§ **TO DO**: Scan the entries for lines with the word "high" and copy those lines.

(Point localization data)
━━━━━━━━━━━━━━━━━━━━━━━━━━━━━━
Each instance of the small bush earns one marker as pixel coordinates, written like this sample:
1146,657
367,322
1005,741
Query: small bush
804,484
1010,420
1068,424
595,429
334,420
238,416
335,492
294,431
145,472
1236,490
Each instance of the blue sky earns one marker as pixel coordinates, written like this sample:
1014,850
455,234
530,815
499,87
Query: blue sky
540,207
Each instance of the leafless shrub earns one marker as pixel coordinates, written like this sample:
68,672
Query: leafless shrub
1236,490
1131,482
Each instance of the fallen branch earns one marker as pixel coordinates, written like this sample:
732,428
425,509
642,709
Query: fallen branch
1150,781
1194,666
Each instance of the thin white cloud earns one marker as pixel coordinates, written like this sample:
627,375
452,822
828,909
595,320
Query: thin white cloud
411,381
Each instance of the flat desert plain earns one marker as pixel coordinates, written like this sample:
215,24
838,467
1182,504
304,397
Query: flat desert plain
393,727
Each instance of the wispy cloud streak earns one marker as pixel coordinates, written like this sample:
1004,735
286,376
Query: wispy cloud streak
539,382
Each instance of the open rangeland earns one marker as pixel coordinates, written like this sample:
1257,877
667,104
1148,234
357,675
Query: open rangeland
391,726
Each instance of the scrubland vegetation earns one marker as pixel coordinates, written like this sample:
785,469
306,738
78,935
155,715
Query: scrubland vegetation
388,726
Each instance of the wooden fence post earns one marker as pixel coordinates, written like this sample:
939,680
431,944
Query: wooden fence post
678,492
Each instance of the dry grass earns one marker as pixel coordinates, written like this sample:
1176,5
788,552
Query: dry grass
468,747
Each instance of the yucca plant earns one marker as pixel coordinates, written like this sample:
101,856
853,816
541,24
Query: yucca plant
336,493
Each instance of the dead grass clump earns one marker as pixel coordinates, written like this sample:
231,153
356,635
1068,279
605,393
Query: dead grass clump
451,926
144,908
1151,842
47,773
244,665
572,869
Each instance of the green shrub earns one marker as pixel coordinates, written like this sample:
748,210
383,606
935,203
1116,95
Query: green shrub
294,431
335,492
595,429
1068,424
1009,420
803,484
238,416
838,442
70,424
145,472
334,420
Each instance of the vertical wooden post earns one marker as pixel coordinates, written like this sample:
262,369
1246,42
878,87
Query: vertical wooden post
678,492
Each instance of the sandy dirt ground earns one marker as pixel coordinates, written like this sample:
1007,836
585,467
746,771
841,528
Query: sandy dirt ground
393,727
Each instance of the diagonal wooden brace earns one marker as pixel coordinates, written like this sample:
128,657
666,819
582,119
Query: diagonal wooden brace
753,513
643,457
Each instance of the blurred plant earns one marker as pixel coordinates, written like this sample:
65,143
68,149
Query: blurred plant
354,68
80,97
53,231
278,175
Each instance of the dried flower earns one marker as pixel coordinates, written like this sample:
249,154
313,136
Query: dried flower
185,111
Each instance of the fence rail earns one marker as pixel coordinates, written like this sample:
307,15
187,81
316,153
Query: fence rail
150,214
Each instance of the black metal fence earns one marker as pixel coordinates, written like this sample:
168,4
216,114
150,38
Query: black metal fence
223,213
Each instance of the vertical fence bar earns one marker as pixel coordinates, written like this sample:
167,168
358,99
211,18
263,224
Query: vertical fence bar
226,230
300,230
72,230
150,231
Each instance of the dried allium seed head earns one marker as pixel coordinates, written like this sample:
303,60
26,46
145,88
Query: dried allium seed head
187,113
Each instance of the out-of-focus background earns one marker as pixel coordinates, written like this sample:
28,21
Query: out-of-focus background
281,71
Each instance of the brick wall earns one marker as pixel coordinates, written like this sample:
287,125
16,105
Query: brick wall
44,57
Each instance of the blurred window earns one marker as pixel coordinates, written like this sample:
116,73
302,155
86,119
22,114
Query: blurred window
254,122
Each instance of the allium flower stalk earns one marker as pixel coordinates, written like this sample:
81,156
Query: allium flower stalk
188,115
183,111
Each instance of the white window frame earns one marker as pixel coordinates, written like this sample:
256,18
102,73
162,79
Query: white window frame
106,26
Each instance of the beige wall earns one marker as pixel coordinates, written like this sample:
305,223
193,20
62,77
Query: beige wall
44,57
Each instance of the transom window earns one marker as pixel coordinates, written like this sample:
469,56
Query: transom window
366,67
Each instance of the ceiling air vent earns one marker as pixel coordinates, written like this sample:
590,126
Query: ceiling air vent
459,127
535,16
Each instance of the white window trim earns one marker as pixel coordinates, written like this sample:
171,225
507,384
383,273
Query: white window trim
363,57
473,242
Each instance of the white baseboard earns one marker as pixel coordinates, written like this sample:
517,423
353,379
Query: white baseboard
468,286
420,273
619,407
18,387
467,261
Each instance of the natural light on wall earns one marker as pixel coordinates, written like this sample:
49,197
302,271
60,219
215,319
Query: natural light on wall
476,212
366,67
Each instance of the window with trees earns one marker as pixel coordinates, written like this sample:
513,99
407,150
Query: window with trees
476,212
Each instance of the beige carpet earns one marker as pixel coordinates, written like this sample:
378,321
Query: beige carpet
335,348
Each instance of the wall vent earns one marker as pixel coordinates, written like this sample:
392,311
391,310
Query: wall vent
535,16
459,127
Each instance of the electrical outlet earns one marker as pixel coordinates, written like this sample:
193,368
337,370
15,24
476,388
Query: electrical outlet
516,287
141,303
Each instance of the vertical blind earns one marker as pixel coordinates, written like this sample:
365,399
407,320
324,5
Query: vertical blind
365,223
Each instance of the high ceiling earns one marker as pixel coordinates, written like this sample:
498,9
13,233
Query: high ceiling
━━━━━━━━━━━━━━━━━━━━━━━━━━━━━━
§ **RESPONSE TO THIS TASK**:
Each instance of the high ceiling earns one marker as pixel coordinates, written like this sample:
Query: high ceiling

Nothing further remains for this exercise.